- [What the task requires]
Can you rewrite the listing below with every "drop one pin per instance" replaced by "place one marker for each instance" and nothing else altered?

- [The input]

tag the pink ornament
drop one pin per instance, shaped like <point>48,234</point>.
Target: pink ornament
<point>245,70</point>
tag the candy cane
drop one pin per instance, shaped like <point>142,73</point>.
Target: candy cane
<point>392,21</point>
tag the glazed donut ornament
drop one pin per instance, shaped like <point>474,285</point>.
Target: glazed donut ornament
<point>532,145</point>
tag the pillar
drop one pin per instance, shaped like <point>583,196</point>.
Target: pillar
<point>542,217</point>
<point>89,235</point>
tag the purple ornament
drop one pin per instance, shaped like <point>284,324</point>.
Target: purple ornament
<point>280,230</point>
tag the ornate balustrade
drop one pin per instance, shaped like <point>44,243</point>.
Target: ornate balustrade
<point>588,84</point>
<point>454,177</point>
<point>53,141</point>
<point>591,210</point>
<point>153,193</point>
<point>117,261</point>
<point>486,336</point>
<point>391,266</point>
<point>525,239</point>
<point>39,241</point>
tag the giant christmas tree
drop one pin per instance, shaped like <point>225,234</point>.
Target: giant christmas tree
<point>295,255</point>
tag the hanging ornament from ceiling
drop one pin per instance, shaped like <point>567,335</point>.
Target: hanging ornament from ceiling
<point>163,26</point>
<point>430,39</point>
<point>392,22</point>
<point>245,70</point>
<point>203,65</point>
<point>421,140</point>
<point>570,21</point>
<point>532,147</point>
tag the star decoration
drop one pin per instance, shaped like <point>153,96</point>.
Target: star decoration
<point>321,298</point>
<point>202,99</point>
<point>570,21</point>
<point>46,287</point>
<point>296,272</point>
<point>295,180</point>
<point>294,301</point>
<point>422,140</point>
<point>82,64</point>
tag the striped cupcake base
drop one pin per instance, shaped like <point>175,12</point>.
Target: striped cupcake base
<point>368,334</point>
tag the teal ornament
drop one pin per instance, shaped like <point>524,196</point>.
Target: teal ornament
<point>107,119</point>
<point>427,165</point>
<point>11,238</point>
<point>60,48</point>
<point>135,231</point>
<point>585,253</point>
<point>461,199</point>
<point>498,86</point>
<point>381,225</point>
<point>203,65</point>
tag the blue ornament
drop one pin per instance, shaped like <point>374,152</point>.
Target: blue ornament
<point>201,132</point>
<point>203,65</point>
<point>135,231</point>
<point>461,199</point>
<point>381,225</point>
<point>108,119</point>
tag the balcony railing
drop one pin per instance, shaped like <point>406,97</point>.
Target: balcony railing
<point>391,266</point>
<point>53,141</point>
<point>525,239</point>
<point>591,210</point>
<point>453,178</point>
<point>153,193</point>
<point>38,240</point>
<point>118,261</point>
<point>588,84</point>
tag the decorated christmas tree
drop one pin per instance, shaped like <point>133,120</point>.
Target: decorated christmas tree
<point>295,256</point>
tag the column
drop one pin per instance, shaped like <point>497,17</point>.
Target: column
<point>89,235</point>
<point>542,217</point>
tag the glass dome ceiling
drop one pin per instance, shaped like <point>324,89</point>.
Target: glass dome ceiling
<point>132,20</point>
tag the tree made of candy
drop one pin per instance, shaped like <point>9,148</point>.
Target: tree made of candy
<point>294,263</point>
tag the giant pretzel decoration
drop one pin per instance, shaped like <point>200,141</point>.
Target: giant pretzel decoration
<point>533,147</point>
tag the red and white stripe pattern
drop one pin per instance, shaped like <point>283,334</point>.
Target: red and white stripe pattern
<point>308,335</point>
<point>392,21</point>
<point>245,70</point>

- [Task answer]
tag the pink ornament
place one marker for each instance, shaped like <point>48,234</point>.
Target: pink ornament
<point>245,70</point>
tag the candy cane
place one marker for each instance, shaped like <point>142,73</point>.
Target: candy cane
<point>392,21</point>
tag the glazed donut ornament
place one marker for each instance, shaped like <point>474,285</point>.
Target: glazed donut ornament
<point>532,145</point>
tag the pillar
place one marker for each instance, shaped like <point>583,196</point>.
Target: pillar
<point>542,217</point>
<point>89,235</point>
tag the purple ornament
place one marker for each instance, shaped like <point>284,324</point>.
Target: purple ornament
<point>280,230</point>
tag the ornate balustrade
place one marker for each instance, shaped like <point>44,243</point>.
Target: ornate balustrade
<point>588,84</point>
<point>454,177</point>
<point>53,141</point>
<point>591,210</point>
<point>153,193</point>
<point>117,261</point>
<point>486,336</point>
<point>391,266</point>
<point>525,239</point>
<point>39,241</point>
tag the giant christmas tree
place one marker for each instance, shaped like <point>225,234</point>.
Target: giant christmas tree
<point>295,255</point>
tag the hanging ornament from ceiling
place one marker for each instance, shaped like <point>567,335</point>.
Target: hanging ornament from ceiling
<point>163,26</point>
<point>430,39</point>
<point>392,22</point>
<point>245,70</point>
<point>203,65</point>
<point>421,140</point>
<point>570,21</point>
<point>532,147</point>
tag the star decoration
place one marker for each instance, shaped like <point>153,96</point>.
Target: star decoration
<point>321,298</point>
<point>202,99</point>
<point>570,21</point>
<point>46,287</point>
<point>296,272</point>
<point>295,180</point>
<point>294,301</point>
<point>422,140</point>
<point>82,64</point>
tag the striped cupcake base
place one marker for each instance, shaped like <point>175,12</point>.
Target: striped cupcake base
<point>368,334</point>
tag the teal ornament
place one marker for each instance, shaped like <point>524,196</point>.
Target: teal ornament
<point>107,119</point>
<point>427,165</point>
<point>11,238</point>
<point>60,48</point>
<point>135,231</point>
<point>585,253</point>
<point>461,199</point>
<point>498,86</point>
<point>381,225</point>
<point>203,65</point>
tag the blue ornament
place one marker for each instance, shaped like <point>374,152</point>.
Target: blue ornament
<point>201,132</point>
<point>203,65</point>
<point>135,231</point>
<point>461,199</point>
<point>381,225</point>
<point>108,119</point>
tag the balcony railing
place one marker for each instance, shaped like <point>406,97</point>.
Target: balcony railing
<point>391,266</point>
<point>53,141</point>
<point>525,239</point>
<point>591,210</point>
<point>453,178</point>
<point>153,193</point>
<point>38,240</point>
<point>118,261</point>
<point>588,84</point>
tag the decorated christmas tree
place one marker for each instance, shaped like <point>133,120</point>.
Target: decorated christmas tree
<point>295,256</point>
tag the column
place one marker for each instance, shaped like <point>497,17</point>.
Target: column
<point>89,235</point>
<point>542,217</point>
tag the glass dome ceiling
place one marker for each instance, shaped like <point>324,89</point>.
Target: glass dome ceiling
<point>132,20</point>
tag the tree made of candy
place one marker for each instance, shaped like <point>9,148</point>.
Target: tree made of candy
<point>294,263</point>
tag the giant pretzel decoration
place one marker for each instance, shaped like <point>200,141</point>.
Target: giant pretzel decoration
<point>533,147</point>
tag the red and white stripe pattern
place one marker for each instance, shaped like <point>283,334</point>.
Target: red and white stripe pattern
<point>308,335</point>
<point>392,21</point>
<point>245,70</point>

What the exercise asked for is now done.